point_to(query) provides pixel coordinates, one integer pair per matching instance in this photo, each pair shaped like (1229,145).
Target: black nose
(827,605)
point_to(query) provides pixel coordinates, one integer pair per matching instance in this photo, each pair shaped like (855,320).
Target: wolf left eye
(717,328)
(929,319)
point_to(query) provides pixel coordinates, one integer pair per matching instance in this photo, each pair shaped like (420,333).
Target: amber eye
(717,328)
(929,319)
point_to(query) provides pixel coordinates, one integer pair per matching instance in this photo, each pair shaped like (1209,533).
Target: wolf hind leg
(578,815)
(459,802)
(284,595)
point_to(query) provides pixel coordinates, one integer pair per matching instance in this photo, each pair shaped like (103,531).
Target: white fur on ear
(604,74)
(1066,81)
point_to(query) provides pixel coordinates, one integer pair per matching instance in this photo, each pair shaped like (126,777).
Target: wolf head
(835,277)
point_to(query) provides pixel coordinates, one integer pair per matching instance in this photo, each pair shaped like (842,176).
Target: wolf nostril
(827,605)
___
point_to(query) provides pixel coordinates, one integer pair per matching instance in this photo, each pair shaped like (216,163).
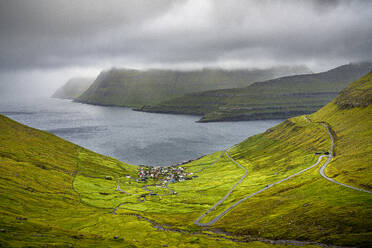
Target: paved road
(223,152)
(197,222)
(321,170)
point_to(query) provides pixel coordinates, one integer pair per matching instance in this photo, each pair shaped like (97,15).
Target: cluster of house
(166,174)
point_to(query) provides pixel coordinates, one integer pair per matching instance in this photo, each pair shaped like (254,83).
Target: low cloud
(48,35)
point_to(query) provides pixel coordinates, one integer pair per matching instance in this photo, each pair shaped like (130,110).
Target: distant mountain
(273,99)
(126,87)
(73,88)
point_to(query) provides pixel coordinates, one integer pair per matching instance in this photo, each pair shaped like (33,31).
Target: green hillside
___
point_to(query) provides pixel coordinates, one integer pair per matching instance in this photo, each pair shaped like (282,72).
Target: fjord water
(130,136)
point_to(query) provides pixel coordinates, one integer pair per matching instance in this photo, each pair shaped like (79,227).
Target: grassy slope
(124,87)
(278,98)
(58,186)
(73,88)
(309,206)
___
** GIVEN EXERCISE **
Pick out every line in the material above that contains the word "wolf", copying each one in full. Case counts.

** FULL ANSWER **
Target: wolf left eye
Target: wolf hind leg
Target: wolf head
Target: wolf nostril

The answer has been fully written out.